- **Data to process**
::::::

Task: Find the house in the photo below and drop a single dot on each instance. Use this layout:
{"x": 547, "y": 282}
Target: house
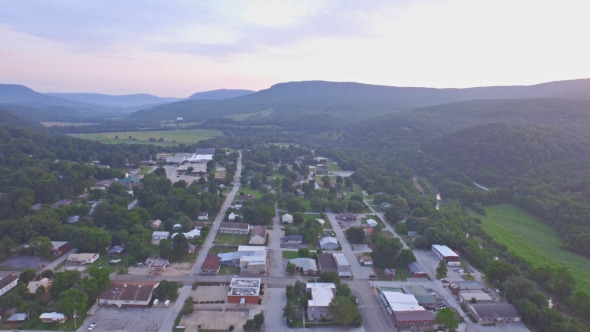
{"x": 158, "y": 236}
{"x": 79, "y": 259}
{"x": 258, "y": 235}
{"x": 53, "y": 317}
{"x": 115, "y": 251}
{"x": 211, "y": 265}
{"x": 7, "y": 283}
{"x": 128, "y": 293}
{"x": 33, "y": 285}
{"x": 59, "y": 247}
{"x": 474, "y": 296}
{"x": 287, "y": 218}
{"x": 366, "y": 260}
{"x": 293, "y": 241}
{"x": 444, "y": 252}
{"x": 238, "y": 228}
{"x": 244, "y": 290}
{"x": 329, "y": 243}
{"x": 318, "y": 306}
{"x": 305, "y": 265}
{"x": 347, "y": 216}
{"x": 343, "y": 265}
{"x": 372, "y": 222}
{"x": 497, "y": 312}
{"x": 416, "y": 270}
{"x": 327, "y": 263}
{"x": 63, "y": 202}
{"x": 154, "y": 224}
{"x": 73, "y": 219}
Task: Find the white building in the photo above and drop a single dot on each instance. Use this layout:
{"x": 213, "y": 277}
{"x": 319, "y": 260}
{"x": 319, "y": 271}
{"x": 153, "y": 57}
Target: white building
{"x": 318, "y": 307}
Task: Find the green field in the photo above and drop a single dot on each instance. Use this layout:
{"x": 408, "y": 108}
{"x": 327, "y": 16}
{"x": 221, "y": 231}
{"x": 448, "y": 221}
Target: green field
{"x": 169, "y": 137}
{"x": 534, "y": 241}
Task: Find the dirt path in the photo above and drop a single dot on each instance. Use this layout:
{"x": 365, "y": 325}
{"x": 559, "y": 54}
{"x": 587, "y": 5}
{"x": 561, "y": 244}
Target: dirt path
{"x": 418, "y": 186}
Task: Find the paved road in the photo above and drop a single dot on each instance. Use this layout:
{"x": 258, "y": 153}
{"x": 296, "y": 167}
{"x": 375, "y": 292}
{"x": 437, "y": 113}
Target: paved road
{"x": 220, "y": 215}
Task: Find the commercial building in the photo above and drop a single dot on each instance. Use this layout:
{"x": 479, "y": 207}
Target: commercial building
{"x": 444, "y": 252}
{"x": 244, "y": 290}
{"x": 318, "y": 306}
{"x": 129, "y": 293}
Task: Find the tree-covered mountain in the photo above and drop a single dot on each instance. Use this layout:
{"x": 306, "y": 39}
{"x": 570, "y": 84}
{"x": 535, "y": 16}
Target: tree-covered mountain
{"x": 120, "y": 101}
{"x": 220, "y": 94}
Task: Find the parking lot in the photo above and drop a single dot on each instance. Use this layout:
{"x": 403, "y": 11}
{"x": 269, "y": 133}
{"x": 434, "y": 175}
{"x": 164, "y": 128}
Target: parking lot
{"x": 127, "y": 319}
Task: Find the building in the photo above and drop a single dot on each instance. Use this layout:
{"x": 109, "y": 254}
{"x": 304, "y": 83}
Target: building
{"x": 59, "y": 247}
{"x": 497, "y": 312}
{"x": 423, "y": 297}
{"x": 211, "y": 265}
{"x": 53, "y": 317}
{"x": 318, "y": 306}
{"x": 305, "y": 265}
{"x": 158, "y": 236}
{"x": 444, "y": 252}
{"x": 244, "y": 290}
{"x": 372, "y": 222}
{"x": 329, "y": 243}
{"x": 127, "y": 293}
{"x": 327, "y": 263}
{"x": 7, "y": 283}
{"x": 33, "y": 285}
{"x": 237, "y": 228}
{"x": 293, "y": 241}
{"x": 474, "y": 296}
{"x": 79, "y": 259}
{"x": 343, "y": 265}
{"x": 416, "y": 270}
{"x": 155, "y": 223}
{"x": 287, "y": 218}
{"x": 258, "y": 235}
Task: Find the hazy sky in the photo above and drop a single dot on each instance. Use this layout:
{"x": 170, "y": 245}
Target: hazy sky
{"x": 176, "y": 48}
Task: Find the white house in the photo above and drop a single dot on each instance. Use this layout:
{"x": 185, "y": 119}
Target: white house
{"x": 287, "y": 218}
{"x": 7, "y": 283}
{"x": 329, "y": 243}
{"x": 158, "y": 236}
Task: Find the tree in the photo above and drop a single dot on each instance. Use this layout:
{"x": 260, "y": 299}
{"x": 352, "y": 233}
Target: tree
{"x": 165, "y": 248}
{"x": 441, "y": 270}
{"x": 355, "y": 234}
{"x": 447, "y": 318}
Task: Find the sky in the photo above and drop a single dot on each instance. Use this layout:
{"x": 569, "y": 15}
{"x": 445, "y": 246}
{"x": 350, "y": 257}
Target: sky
{"x": 175, "y": 48}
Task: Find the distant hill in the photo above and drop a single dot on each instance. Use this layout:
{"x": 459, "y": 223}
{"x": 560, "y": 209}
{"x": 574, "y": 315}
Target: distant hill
{"x": 122, "y": 101}
{"x": 348, "y": 102}
{"x": 220, "y": 94}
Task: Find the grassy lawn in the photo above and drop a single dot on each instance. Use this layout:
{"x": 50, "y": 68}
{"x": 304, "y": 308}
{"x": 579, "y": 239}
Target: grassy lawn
{"x": 231, "y": 239}
{"x": 534, "y": 241}
{"x": 290, "y": 254}
{"x": 142, "y": 137}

::::::

- **Instructions to follow**
The listing above is to be retyped exactly, with all pictures left out.

- **Reply to the task**
Task: Find the house in the photo below and drop a single dot on each instance. Use this layout:
{"x": 547, "y": 282}
Target: house
{"x": 158, "y": 236}
{"x": 79, "y": 259}
{"x": 258, "y": 235}
{"x": 53, "y": 317}
{"x": 115, "y": 251}
{"x": 211, "y": 265}
{"x": 7, "y": 283}
{"x": 128, "y": 293}
{"x": 33, "y": 285}
{"x": 59, "y": 247}
{"x": 474, "y": 296}
{"x": 287, "y": 218}
{"x": 366, "y": 260}
{"x": 293, "y": 241}
{"x": 444, "y": 252}
{"x": 238, "y": 228}
{"x": 244, "y": 290}
{"x": 329, "y": 243}
{"x": 318, "y": 306}
{"x": 305, "y": 265}
{"x": 347, "y": 216}
{"x": 343, "y": 265}
{"x": 372, "y": 222}
{"x": 497, "y": 312}
{"x": 416, "y": 270}
{"x": 327, "y": 263}
{"x": 63, "y": 202}
{"x": 154, "y": 224}
{"x": 73, "y": 219}
Task: Find the white building in the photo above and drop a single dot on each instance. Use this layout:
{"x": 213, "y": 277}
{"x": 319, "y": 260}
{"x": 319, "y": 271}
{"x": 153, "y": 57}
Target: white building
{"x": 318, "y": 307}
Task: Find the green field in the photo above and drop a single dot on each instance. Use this layout:
{"x": 408, "y": 108}
{"x": 327, "y": 16}
{"x": 221, "y": 231}
{"x": 448, "y": 221}
Target: green field
{"x": 169, "y": 137}
{"x": 534, "y": 241}
Task: Find the dirt path in the photo above and drop a single dot on each instance. Use this layout:
{"x": 365, "y": 325}
{"x": 559, "y": 54}
{"x": 587, "y": 5}
{"x": 561, "y": 244}
Target: dirt path
{"x": 418, "y": 186}
Task: Find the paved road in the photo above and drop a single dot on each instance. Use this layout:
{"x": 258, "y": 153}
{"x": 296, "y": 167}
{"x": 375, "y": 292}
{"x": 437, "y": 113}
Target: paved road
{"x": 220, "y": 215}
Task: Find the commercial building in the photo above and drop a single dot on each instance. Use this layout:
{"x": 479, "y": 207}
Target: commercial building
{"x": 444, "y": 252}
{"x": 244, "y": 290}
{"x": 318, "y": 306}
{"x": 129, "y": 293}
Task: Find the tree-covered mountain in the photo above and drop a single dot on each instance. Use this layout:
{"x": 306, "y": 39}
{"x": 570, "y": 84}
{"x": 535, "y": 16}
Target: tree-covered mountain
{"x": 120, "y": 101}
{"x": 220, "y": 94}
Task: Find the parking lot in the photo above and drop a single dot on each instance. Use this layout:
{"x": 403, "y": 11}
{"x": 269, "y": 133}
{"x": 434, "y": 175}
{"x": 164, "y": 128}
Target: parking lot
{"x": 127, "y": 319}
Task: Find the building in the photo above and drop a single dot on each instance. Use this layout:
{"x": 109, "y": 254}
{"x": 304, "y": 83}
Target: building
{"x": 59, "y": 247}
{"x": 497, "y": 312}
{"x": 423, "y": 297}
{"x": 211, "y": 265}
{"x": 53, "y": 317}
{"x": 318, "y": 306}
{"x": 305, "y": 265}
{"x": 158, "y": 236}
{"x": 444, "y": 252}
{"x": 244, "y": 290}
{"x": 372, "y": 222}
{"x": 329, "y": 243}
{"x": 127, "y": 293}
{"x": 327, "y": 263}
{"x": 7, "y": 283}
{"x": 33, "y": 285}
{"x": 237, "y": 228}
{"x": 293, "y": 241}
{"x": 474, "y": 296}
{"x": 79, "y": 259}
{"x": 343, "y": 265}
{"x": 416, "y": 270}
{"x": 155, "y": 223}
{"x": 287, "y": 218}
{"x": 258, "y": 235}
Task: Find the hazy sky in the photo above and drop a single dot on each instance. Use this layout:
{"x": 170, "y": 245}
Target: hazy sky
{"x": 176, "y": 48}
Task: Find the white house in the photo above and drop a single dot on each instance. Use this layout:
{"x": 185, "y": 119}
Target: white house
{"x": 287, "y": 218}
{"x": 7, "y": 283}
{"x": 329, "y": 243}
{"x": 158, "y": 236}
Task: Find the tree in the photo above and drop a single dot on each instance. Use this layout:
{"x": 260, "y": 299}
{"x": 352, "y": 233}
Target: tree
{"x": 165, "y": 248}
{"x": 441, "y": 270}
{"x": 355, "y": 234}
{"x": 447, "y": 318}
Task: Find the sky in the photo above and drop a single dot on each instance. Use this layout:
{"x": 569, "y": 15}
{"x": 445, "y": 246}
{"x": 350, "y": 257}
Target: sky
{"x": 175, "y": 48}
Task: Find the distant hill in the photo above and drop a single dot on each instance. Use this layout:
{"x": 459, "y": 223}
{"x": 560, "y": 209}
{"x": 574, "y": 315}
Target: distant hill
{"x": 122, "y": 101}
{"x": 348, "y": 102}
{"x": 220, "y": 94}
Task: Find the grassy lawn in the photo above and drop a single dot on each instance. Use this layout:
{"x": 50, "y": 68}
{"x": 304, "y": 308}
{"x": 579, "y": 239}
Target: grassy lawn
{"x": 231, "y": 239}
{"x": 534, "y": 241}
{"x": 290, "y": 254}
{"x": 142, "y": 137}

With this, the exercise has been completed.